The long-discussed and long-negotiated Trans-Pacific Partnership free trade agreement has encountered major hurdles in Congress, putting one of President Barack Obama’s top second-term priorities in doubt — and for good reason.
The U.S. has spent nearly six years hashing out the sweeping trade agreement with 11 other nations. Together, the would-be 12-nation trade bloc accounts for nearly 40 percent of global economic activity and about one-third of global trade. The Obama administration says a freer flow of goods among the U.S. and participating nations would boost U.S. exports to growing economies in Asia and Latin America, contributing to the creation of high-paying U.S. jobs.
That’s the primary rationale the Obama administration has offered to skeptical politicians in the Democratic Party. But there’s good reason that enticing promise hasn’t worked.
To start, it relies exclusively on the benefits of free trade to make the argument for the TPP. But the movement toward free trade — reducing and eliminating tariffs on imported goods — is nothing new for the U.S. The U.S. already has free trade agreements in effect with six of the agreement’s 11 partner nations. Two of those nations, Canada and Mexico, are the United States’ first and third largest trading partners respectively, accounting for 30 percent of U.S. trade.
If free trade is already in effect for the U.S. and some of its largest trading partners, how could a new free trade agreement including those partners — on its own — have such a drastic, positive effect on the U.S. economy? It probably wouldn’t.

## DATA FOR REVIEW:
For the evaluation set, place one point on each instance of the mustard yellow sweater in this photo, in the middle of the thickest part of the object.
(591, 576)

--

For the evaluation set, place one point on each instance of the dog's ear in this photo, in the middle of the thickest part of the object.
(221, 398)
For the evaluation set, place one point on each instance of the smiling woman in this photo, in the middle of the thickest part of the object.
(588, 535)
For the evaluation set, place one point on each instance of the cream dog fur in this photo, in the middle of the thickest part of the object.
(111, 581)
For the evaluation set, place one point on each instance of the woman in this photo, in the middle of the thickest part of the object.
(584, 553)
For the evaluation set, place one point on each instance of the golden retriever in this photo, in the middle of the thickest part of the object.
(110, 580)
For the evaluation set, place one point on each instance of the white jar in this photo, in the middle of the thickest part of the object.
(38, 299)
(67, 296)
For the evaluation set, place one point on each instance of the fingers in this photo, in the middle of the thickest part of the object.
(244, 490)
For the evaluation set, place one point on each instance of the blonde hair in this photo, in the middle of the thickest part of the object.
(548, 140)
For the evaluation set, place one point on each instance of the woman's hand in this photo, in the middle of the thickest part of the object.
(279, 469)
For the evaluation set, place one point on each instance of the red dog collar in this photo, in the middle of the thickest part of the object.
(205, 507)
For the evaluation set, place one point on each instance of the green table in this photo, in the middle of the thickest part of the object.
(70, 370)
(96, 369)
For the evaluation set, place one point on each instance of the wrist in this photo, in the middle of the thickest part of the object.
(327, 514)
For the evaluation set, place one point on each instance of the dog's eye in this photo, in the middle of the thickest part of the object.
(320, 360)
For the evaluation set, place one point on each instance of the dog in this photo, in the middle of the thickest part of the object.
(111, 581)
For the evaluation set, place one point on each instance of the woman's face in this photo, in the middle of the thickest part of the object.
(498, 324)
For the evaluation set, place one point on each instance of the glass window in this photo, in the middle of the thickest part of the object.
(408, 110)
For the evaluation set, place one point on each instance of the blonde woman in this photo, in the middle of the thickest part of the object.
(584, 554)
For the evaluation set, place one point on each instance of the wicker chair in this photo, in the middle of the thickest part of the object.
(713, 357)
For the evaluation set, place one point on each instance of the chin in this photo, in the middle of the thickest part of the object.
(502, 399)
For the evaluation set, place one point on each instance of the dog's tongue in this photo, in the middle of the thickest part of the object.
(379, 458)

## PROBLEM TO WORK ON:
Reproduce the passage from the Trans-Pacific Partnership text verbatim, from "That’s the primary" to "promise hasn’t worked.", inclusive. The data here can be set aside.

## OUTPUT BELOW:
That’s the primary rationale the Obama administration has offered to skeptical politicians in the Democratic Party. But there’s good reason that enticing promise hasn’t worked.